Goal of the exercise –
Reproduce the part of the dragonfly post starting at "A Not So Blank" and ending at "the ID correct.".

Quoted passage –
++++++++++++++++++++
Friday 5 October 2012

A Not So Blank Session

I fished a certain gravel pit a couple of weeks ago.  The weather was warm, the water deep, and so, despite the clear sky, I was expecting to catch.  And I did, although the fish were neither of the size nor species I had aimed for.   Tench were once more the target, but not a sniff of a tench was seen.


But the afternoon was not wasted, for there were dragonflies and damselflies everywhere, and of several species.  The fish, apart from a few very obvious carp cruising, were inactive, and so certainly were the tench.  But the dragonflies provided me with a few photographs. This first photograph is of a "migrant hawker dragonfly".  As dragonflies go, it sounds, from the "migrant" tag, to be a rare visitor, but that is not the case, and it appears to be fairly common.   Easily confused with the common hawker, but I think I have the ID correct.
Later in the day I photographed a pair mating on some nearby vegetation.  I think these are also migrant hawkers, but cannot be sure. I think the male is on the right, hanging on to his female just behind the head.  Note the little blue damselfly, that appears to be taking an almost pornographic interest in the events happening nearby.  This photograph has redefined how I thought dragonflies and damselflies mated.   I had often seen pairs flying in tandem, the male, with the end of his abdomen, gripping the female just behind the head, and the pair flying "line astern".  I had always thought it very odd that the females' sex organs seemed to be positioned just behind the head.  But, as can be seen from the photo, the female at some time has to curve her own abdomen to a position underneath the male's thorax.   So mating cannot take place in flight, and indeed, not without the consent of the female. I saw several pairs of damselflies arranged in a similar position later on in the day. The damsels adopt an almost heart shaped configuration...awwwww!   But the female's consent is not seen as necessary by the male damselflies, which seem to vastly outnumber the females.   One poor female appeared to be drowning, yet there was a queue of males attempting to mate with ( rape?) her.
++++++++++++++++++++
Material provided –
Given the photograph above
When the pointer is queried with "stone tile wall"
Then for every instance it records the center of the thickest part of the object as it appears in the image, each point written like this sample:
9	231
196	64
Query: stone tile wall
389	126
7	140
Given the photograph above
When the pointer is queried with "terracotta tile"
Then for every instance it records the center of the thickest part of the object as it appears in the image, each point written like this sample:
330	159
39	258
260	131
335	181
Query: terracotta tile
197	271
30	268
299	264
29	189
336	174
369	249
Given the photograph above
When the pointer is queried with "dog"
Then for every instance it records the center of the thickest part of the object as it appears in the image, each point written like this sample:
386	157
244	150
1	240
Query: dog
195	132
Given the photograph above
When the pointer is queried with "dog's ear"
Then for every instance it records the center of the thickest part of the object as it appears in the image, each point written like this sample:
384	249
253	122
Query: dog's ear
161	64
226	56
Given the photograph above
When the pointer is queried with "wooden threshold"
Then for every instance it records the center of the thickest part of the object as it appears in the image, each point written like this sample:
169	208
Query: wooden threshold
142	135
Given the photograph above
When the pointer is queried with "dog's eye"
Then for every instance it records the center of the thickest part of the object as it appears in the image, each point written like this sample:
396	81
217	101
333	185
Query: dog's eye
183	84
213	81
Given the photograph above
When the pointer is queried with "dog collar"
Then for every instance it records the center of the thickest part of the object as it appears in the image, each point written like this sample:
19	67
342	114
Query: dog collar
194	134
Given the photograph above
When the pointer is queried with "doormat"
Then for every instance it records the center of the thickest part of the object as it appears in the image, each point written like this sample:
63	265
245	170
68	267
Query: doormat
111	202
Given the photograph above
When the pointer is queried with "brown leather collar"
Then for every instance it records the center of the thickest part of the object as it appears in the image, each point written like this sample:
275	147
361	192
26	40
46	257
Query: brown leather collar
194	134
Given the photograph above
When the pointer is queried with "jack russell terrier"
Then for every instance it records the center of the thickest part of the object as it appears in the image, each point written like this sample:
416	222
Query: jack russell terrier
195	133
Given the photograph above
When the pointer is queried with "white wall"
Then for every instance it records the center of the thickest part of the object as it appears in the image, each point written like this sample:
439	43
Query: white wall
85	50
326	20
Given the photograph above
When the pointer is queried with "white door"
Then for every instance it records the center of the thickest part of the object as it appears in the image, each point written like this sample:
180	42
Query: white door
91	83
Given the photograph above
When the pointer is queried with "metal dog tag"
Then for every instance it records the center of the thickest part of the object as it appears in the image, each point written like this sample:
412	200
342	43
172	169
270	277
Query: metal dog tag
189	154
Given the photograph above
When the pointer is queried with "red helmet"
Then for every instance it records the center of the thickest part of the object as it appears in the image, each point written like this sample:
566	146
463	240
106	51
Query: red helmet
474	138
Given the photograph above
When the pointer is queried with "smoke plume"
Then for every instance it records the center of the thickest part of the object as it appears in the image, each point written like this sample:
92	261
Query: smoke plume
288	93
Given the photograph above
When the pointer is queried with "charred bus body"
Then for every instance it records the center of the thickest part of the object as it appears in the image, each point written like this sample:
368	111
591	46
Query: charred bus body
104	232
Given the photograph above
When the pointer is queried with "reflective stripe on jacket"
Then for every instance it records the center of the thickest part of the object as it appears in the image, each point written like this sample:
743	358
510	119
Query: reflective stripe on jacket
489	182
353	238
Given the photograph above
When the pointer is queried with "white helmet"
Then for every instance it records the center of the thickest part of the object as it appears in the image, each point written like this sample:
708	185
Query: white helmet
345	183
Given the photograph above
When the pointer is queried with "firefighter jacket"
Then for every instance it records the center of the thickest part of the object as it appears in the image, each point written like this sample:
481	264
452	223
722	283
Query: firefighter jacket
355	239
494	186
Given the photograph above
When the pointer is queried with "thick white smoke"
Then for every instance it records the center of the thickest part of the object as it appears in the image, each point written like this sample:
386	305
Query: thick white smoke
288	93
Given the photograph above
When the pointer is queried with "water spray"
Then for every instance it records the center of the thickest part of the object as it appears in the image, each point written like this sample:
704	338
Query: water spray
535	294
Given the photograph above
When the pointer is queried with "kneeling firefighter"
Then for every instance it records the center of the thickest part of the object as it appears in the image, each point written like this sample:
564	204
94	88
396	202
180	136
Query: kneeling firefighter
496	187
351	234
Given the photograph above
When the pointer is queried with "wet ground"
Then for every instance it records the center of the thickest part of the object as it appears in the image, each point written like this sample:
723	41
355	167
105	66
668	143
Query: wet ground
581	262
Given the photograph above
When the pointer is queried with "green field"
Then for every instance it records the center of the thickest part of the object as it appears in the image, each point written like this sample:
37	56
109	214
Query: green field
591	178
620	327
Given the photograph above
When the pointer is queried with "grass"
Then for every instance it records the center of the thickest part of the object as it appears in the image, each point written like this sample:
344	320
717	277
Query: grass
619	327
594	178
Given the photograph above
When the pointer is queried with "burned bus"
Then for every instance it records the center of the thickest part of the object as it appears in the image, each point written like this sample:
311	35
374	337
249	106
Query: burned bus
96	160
++++++++++++++++++++
Exercise solution –
A Not So Blank Session

I fished a certain gravel pit a couple of weeks ago.  The weather was warm, the water deep, and so, despite the clear sky, I was expecting to catch.  And I did, although the fish were neither of the size nor species I had aimed for.   Tench were once more the target, but not a sniff of a tench was seen.


But the afternoon was not wasted, for there were dragonflies and damselflies everywhere, and of several species.  The fish, apart from a few very obvious carp cruising, were inactive, and so certainly were the tench.  But the dragonflies provided me with a few photographs. This first photograph is of a "migrant hawker dragonfly".  As dragonflies go, it sounds, from the "migrant" tag, to be a rare visitor, but that is not the case, and it appears to be fairly common.   Easily confused with the common hawker, but I think I have the ID correct.